-------- TASK INPUTS --------
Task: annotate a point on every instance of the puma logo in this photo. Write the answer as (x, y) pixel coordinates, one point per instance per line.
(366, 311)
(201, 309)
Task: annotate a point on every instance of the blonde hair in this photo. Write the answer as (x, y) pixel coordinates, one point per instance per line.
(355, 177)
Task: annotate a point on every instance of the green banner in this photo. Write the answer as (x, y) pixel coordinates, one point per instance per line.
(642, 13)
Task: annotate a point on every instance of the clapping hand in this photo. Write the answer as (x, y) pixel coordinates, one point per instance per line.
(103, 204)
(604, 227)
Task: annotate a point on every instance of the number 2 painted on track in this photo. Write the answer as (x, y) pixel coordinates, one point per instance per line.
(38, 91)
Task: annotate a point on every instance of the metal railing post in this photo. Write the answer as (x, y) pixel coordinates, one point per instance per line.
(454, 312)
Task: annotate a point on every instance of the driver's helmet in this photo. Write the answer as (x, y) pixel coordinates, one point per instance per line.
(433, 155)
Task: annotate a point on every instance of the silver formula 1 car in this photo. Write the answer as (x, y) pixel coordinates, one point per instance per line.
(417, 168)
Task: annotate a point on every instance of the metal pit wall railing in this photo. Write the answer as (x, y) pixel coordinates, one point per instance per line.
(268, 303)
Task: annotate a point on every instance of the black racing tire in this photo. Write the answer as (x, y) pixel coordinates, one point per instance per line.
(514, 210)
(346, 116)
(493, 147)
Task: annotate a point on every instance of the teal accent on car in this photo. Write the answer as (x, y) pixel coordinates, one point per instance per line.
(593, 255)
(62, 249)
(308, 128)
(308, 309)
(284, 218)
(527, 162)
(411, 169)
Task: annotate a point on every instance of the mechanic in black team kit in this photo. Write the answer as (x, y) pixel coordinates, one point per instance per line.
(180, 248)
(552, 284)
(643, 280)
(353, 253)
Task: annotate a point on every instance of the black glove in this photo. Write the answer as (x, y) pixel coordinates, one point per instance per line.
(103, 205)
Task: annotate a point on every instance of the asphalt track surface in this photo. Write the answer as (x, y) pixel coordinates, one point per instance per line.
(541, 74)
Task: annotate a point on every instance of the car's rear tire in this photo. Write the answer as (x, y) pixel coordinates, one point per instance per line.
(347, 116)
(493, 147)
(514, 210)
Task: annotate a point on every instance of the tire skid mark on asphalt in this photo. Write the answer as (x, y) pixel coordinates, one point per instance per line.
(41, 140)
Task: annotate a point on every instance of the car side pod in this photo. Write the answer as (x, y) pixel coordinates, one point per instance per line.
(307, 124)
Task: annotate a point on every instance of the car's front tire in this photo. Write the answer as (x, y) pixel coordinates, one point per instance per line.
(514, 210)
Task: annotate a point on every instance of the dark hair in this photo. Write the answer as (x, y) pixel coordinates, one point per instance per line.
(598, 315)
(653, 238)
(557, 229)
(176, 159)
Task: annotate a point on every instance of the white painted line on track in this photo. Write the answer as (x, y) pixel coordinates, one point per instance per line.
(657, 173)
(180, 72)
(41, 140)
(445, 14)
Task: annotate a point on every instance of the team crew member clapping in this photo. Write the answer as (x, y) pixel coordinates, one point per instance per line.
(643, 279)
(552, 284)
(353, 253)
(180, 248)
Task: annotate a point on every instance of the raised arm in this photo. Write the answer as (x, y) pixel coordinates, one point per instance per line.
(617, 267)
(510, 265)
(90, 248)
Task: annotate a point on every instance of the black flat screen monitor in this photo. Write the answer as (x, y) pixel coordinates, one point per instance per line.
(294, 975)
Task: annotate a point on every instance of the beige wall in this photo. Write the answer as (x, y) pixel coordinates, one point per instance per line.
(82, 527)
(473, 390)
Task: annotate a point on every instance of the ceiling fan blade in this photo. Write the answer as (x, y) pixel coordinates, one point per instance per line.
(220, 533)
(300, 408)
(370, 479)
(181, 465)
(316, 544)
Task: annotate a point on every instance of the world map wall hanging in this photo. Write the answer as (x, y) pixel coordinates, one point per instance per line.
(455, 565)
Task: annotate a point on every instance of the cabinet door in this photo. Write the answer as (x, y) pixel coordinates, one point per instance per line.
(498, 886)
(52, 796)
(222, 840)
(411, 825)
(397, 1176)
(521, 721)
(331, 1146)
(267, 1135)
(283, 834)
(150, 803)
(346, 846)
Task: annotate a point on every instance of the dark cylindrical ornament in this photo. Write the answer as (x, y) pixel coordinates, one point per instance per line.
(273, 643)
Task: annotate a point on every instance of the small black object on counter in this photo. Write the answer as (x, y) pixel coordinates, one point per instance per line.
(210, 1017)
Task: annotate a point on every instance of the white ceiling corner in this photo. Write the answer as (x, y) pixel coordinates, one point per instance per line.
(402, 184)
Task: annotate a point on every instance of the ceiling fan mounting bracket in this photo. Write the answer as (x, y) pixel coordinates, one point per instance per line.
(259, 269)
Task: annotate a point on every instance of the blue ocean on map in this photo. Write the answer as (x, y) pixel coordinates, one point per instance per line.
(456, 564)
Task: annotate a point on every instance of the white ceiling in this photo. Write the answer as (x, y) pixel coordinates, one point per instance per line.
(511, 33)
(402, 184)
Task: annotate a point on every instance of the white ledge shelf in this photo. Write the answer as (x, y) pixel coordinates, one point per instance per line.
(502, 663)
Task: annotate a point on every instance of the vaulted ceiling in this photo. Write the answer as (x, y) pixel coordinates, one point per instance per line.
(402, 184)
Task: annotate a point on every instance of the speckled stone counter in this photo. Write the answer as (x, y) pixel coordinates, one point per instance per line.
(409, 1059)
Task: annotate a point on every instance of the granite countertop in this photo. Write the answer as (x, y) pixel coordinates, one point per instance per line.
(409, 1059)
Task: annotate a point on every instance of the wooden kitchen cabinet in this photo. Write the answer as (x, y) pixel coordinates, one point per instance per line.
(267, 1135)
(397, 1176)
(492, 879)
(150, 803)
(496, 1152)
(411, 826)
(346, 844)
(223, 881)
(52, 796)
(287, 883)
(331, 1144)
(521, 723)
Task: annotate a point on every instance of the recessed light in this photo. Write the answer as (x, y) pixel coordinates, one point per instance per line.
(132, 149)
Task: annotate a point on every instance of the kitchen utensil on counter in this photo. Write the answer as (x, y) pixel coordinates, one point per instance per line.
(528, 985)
--------
— EXERCISE DETAILS —
The line containing "Task: annotate a point on every instance of the white ledge" and every line after it, through the last one above, should be written out word for word.

— EXERCISE SOLUTION —
Task: annotate a point on every instance of the white ledge shelf in this photo. Write the answer as (x, y) pixel coordinates, one point per instance per line.
(502, 663)
Task: annotate a point on every instance of the vaulted ceiling in this photo. Write the answer as (x, y) pixel coordinates, one point per instance per line.
(402, 184)
Task: annotate a point on every instance of the speckled stone counter in this photo. Write the answer as (x, y) pixel coordinates, one point per instance per line.
(409, 1059)
Task: annotate a point on every instance of the granite countertop in this photo. Write the answer as (x, y) pixel coordinates, one point per instance per line.
(409, 1059)
Task: annotate a point on every instance of the wooden kitchen cabinet in this photo. Write the answer as (x, y) pixel coordinates, one point per instance per line.
(267, 1135)
(397, 1176)
(492, 879)
(150, 803)
(496, 1152)
(411, 826)
(346, 844)
(223, 881)
(52, 796)
(287, 883)
(331, 1144)
(521, 723)
Task: annotate a point on every instance of the recessed light in this photo. Write the answer as (x, y) pixel coordinates, one point per instance per line.
(132, 149)
Task: annotate a point on every instance of the kitchen utensil on counter in this photo. Write the answer as (x, y) pixel coordinates, one point per instance per line.
(528, 985)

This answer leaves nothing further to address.